__Tasks to complete__
**a)** Using the passage on computing stationary distributions, decide whether each statement agrees with it. Give yes or no for each, with the deciding words from the passage quoted exactly.
(i) Method 1 checks convergence by comparing the first row with the last row of the matrix power.
(ii) The passage calls its chosen tolerance an arbitrary choice.
(iii) The gridvoting module relies on the cupy and numpy modules.
**b)** Answer these questions from the passage on computing stationary distributions.
(i) What is the name of the public Python module that implements the two methods?
(ii) How many decimal digits of mantissa resolution does 64-bit floating-point provide?
(iii) Which pages of Grinstead et al. 2006 contain two examples of ad-hoc techniques?

__Page extract__
******************************
Various methods exist for practical calculation of Markov chain stationary distributions \(\pi ^{*}\). To easily replicate calculations in Google Co-Lab Pro,¹⁴ the two methods below are implemented in a public Python module gridvoting (Brewer 2021) by calling on the matrix-math modules cupy (Preferred Networks Inc 2015) and numpy (Numpy Developers 2006).

Method 1 Raise P to larger and larger powers \(N = 2^{K}\) by squaring the matrix at each step K. Watch for the rows of \(P^{N}\) to converge. Our convergence criteria examine the difference in the first row and middle row. We expect these two rows to be initially very different and then converge in the sum of absolute differences (i.e., the L1-norm) to a tolerance value less than \(10^{-10}\). This is an arbitrary choice of tolerance, but is reasonable given that 64-bit floating-point provides a mantissa resolution of 16 decimal digits. Once that occurs, method 1 calculates \(\pi ^{*}\) as the average of all rows of \(P^{N}\), or

$$\begin{aligned} \pi ^{*}_{j} = \dfrac{\sum _{i} (P^{N})_{i,j}}{||\textbf{F}||} \end{aligned}$$

(1)

Method 2 Solve \(\pi ^{*} = \pi ^{*} P\) by solving the transposed equations

$$( P^\intercal - I ) \pi ^{*} = 0$$

together with the scale condition

$$\begin{aligned} \sum _{f \in \textbf{F}} \pi ^{*}_{f} = 1 \end{aligned}$$

This leads to \(||\textbf{F}|| + 1\) conditions on \(||\textbf{F}||\) unknowns. The scale insensitivity of the first set of conditions suggests eliminating a superfluous degree of freedom. A well-posed problem can be constructed via various ad-hoc techniques (Grinstead et al. 2006, pp.436–437 contains two such examples). Method 2 replaces the first row of \((P^\intercal - I)\) with the scale condition, a row of all ones, obtaining a new matrix Q. The scale condition’s right hand side is a 1, and the remaining right hand sides are all 0, yielding a basis vector \(e_{0}\) for the right hand side. A matrix inversion may then yield a result.
******************************
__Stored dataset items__
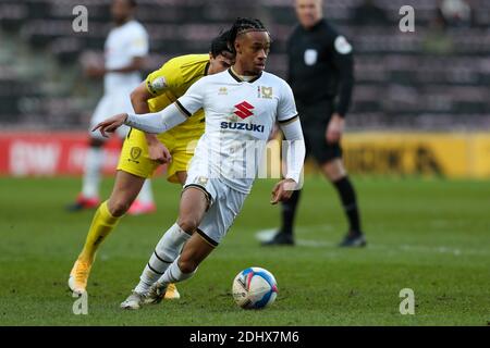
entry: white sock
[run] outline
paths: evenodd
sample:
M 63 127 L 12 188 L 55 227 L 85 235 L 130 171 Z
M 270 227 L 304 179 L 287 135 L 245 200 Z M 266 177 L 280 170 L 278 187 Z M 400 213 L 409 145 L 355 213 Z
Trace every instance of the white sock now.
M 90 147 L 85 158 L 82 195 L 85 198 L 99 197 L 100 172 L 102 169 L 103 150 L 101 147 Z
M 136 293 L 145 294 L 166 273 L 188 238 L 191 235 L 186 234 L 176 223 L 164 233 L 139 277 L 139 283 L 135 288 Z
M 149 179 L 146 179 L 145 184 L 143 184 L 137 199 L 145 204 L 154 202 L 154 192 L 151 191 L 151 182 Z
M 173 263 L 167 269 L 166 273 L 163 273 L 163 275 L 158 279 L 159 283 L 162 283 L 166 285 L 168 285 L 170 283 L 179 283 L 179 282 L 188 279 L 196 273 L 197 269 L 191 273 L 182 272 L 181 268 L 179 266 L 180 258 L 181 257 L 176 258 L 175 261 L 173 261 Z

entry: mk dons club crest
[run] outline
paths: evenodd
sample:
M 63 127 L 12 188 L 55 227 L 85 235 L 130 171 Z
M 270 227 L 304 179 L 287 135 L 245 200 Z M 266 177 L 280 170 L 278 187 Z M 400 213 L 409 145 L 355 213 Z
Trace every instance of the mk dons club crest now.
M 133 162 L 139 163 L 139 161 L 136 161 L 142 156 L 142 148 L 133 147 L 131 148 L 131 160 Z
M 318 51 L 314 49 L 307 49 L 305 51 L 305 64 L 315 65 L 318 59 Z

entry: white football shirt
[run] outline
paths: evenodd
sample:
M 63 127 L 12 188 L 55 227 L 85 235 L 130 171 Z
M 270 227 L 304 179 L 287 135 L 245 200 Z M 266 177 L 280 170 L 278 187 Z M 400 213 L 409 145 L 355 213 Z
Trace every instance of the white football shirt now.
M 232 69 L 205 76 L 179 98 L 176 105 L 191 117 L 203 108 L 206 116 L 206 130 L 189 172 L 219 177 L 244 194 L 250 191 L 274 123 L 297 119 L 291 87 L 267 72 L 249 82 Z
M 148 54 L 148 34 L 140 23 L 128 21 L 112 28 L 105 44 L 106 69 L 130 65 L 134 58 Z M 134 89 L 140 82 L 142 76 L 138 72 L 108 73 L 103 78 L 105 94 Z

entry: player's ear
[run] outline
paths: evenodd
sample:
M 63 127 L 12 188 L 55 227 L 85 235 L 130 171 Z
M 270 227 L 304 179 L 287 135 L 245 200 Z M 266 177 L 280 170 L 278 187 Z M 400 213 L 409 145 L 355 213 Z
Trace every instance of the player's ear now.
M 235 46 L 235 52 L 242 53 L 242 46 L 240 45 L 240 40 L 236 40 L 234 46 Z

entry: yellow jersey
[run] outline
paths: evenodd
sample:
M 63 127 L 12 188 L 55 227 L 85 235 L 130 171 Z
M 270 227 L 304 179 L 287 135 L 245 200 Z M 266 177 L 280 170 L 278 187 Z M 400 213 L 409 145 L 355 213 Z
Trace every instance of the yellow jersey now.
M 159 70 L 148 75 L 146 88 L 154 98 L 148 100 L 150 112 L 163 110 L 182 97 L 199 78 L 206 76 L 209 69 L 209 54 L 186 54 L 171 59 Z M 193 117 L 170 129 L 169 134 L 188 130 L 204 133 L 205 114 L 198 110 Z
******************************
__Answers__
**a)**
(i) No: "Our convergence criteria examine the difference in the first row and middle row."
(ii) Yes: "This is an arbitrary choice of tolerance"
(iii) Yes: "by calling on the matrix-math modules cupy (Preferred Networks Inc 2015) and numpy (Numpy Developers 2006)"

**b)**
(i) gridvoting
(ii) 16
(iii) pp. 436–437